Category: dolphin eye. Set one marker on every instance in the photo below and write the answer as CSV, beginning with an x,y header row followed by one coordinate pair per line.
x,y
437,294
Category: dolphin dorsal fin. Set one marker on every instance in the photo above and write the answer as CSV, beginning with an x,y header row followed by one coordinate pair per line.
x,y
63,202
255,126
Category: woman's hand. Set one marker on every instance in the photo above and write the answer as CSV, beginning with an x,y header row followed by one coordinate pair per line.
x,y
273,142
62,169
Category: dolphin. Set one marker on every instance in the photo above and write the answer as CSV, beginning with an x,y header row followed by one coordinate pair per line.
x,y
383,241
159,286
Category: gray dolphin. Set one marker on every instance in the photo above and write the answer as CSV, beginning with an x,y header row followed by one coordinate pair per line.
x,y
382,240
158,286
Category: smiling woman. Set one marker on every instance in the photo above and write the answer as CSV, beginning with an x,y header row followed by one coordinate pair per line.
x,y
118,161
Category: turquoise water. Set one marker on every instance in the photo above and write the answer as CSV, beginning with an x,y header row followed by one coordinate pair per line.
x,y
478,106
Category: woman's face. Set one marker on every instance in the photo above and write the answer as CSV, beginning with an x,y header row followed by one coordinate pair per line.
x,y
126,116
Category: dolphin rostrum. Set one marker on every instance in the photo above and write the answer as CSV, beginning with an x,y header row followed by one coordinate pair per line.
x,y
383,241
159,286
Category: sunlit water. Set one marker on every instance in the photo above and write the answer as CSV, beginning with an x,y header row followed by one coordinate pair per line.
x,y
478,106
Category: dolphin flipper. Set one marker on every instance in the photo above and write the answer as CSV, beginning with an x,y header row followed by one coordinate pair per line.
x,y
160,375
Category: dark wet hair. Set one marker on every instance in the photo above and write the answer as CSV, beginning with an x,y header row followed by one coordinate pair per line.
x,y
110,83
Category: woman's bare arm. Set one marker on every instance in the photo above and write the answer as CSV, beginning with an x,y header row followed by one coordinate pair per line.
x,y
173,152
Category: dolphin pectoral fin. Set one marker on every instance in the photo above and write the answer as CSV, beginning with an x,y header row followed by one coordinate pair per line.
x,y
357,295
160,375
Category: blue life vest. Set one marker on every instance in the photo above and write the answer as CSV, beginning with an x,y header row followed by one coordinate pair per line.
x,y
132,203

Activity: Answer with the exact lines running from the one that contains "Category: sunlit water." through the last line of the data. Include no other line.

Answer box:
Category: sunlit water. Set one marker on every instance in the photo above and write the answer as CSV, beginning with an x,y header row followed by one coordinate pair per line.
x,y
478,106
Category: dolphin flipper. Set one marker on every instance in the photo above and write the answer as CSV, beginning with an x,y header row followed by one coordinate pair per line.
x,y
160,375
Category: dark wet hair. Set one marker on every instance in the photo above and write the answer as CSV, beginning with an x,y header row followed by one coordinate pair per line.
x,y
110,83
Category: woman's bare arm. Set one marker on every instance in the photo above and write the answer as CSV, beginning with an x,y header row followed by one coordinate pair per line.
x,y
173,152
Category: dolphin pectoral fin. Set one marker on every instance in the photo above and write the answer as CSV, beginning with an x,y header row followed by one coordinate pair per line.
x,y
357,295
160,375
Category: blue life vest. Set one marker on every instance in the photo above and write the answer as CSV, beginning with an x,y header row followed by one coordinate pair per line.
x,y
132,203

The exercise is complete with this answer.